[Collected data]

________________________________________

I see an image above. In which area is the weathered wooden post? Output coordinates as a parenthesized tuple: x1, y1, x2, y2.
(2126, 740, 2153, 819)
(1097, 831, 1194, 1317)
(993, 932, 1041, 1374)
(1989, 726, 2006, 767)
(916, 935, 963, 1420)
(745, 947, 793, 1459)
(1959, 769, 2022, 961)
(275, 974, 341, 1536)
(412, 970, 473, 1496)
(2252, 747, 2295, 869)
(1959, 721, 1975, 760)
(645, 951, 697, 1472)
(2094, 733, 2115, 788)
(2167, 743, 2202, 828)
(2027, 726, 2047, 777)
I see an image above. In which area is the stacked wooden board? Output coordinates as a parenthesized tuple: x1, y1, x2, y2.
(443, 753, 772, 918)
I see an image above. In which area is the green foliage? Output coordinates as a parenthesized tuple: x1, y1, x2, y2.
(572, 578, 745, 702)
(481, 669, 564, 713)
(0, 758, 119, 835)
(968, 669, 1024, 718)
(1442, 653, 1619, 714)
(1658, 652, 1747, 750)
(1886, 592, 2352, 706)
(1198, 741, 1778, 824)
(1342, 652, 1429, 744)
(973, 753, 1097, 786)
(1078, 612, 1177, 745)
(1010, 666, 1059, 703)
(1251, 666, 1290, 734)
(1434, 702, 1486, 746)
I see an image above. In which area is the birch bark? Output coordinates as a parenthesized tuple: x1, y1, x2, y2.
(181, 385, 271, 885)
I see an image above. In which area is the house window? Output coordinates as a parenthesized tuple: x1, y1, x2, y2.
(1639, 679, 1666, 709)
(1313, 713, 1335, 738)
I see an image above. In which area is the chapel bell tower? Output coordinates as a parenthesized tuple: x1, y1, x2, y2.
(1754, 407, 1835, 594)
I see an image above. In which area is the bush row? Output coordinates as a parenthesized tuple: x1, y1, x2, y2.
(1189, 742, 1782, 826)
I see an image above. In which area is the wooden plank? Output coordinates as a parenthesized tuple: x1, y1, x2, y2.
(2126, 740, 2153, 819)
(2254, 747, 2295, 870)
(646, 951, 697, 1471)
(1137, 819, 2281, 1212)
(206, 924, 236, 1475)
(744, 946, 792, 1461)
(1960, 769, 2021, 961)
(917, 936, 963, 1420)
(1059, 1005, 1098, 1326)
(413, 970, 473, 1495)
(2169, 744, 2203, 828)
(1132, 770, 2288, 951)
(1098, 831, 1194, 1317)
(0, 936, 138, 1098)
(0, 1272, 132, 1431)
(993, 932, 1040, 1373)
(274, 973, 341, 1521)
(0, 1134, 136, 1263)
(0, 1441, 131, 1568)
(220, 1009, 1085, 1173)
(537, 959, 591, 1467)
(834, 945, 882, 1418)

________________________________________

Return all of the entries word for word.

I see an image above. In which area is the weathered wooden post? Output coordinates as a parenthesized tuple: x1, y1, x2, y2.
(2126, 740, 2153, 819)
(1097, 831, 1194, 1317)
(993, 932, 1041, 1374)
(1989, 726, 2006, 767)
(916, 935, 963, 1420)
(745, 947, 793, 1459)
(1959, 769, 2022, 961)
(275, 974, 341, 1536)
(412, 970, 473, 1496)
(2252, 747, 2295, 869)
(1959, 721, 1975, 760)
(645, 951, 697, 1472)
(2094, 733, 2115, 788)
(2167, 743, 2202, 828)
(2027, 726, 2047, 777)
I see an image above. In which area is the stacked wooden board? Output coordinates as a parenthesized tuple: x1, y1, x2, y2.
(443, 753, 772, 918)
I see an image above. In which area is the green foliage? Output coordinates as a parenthesized tuple: x1, y1, x2, y2.
(572, 578, 745, 702)
(481, 669, 564, 713)
(0, 758, 119, 835)
(968, 669, 1024, 718)
(1442, 653, 1619, 714)
(1658, 652, 1747, 750)
(1886, 592, 2352, 706)
(1198, 741, 1778, 824)
(1342, 652, 1429, 744)
(973, 753, 1097, 786)
(1078, 612, 1177, 745)
(1010, 666, 1059, 703)
(1251, 666, 1290, 734)
(1434, 702, 1486, 746)
I see an image above. In which area is the birch bark? Output coordinates as a parenthesized tuple: x1, y1, x2, y2.
(181, 385, 271, 885)
I see an image above. In which area is the house window? Output coordinates as a parenthesized tuple: x1, y1, x2, y2.
(1639, 679, 1666, 709)
(1313, 713, 1335, 738)
I see an image above. In which area is the chapel bell tower? Output coordinates as a parenthesized tuple: x1, y1, x2, y2.
(1754, 407, 1835, 594)
I see an image above. In which area is the bush row? Output coordinates as a parenthesized tuple: x1, y1, x2, y2.
(1189, 742, 1782, 826)
I see an image above. In which area is the wooden plank? Output coordinates as a parenthesized tuple: x1, y1, x2, y2.
(2126, 740, 2153, 819)
(2254, 747, 2295, 870)
(646, 951, 697, 1471)
(1137, 819, 2281, 1212)
(206, 924, 236, 1475)
(744, 946, 792, 1461)
(1960, 769, 2021, 961)
(917, 936, 963, 1420)
(1059, 1005, 1098, 1326)
(413, 970, 473, 1495)
(2169, 744, 2203, 828)
(1132, 770, 2288, 951)
(1098, 831, 1194, 1317)
(0, 936, 138, 1098)
(0, 1272, 132, 1431)
(993, 932, 1040, 1373)
(274, 973, 341, 1521)
(0, 1134, 136, 1263)
(0, 1441, 131, 1568)
(220, 1009, 1085, 1173)
(537, 959, 591, 1467)
(834, 945, 882, 1418)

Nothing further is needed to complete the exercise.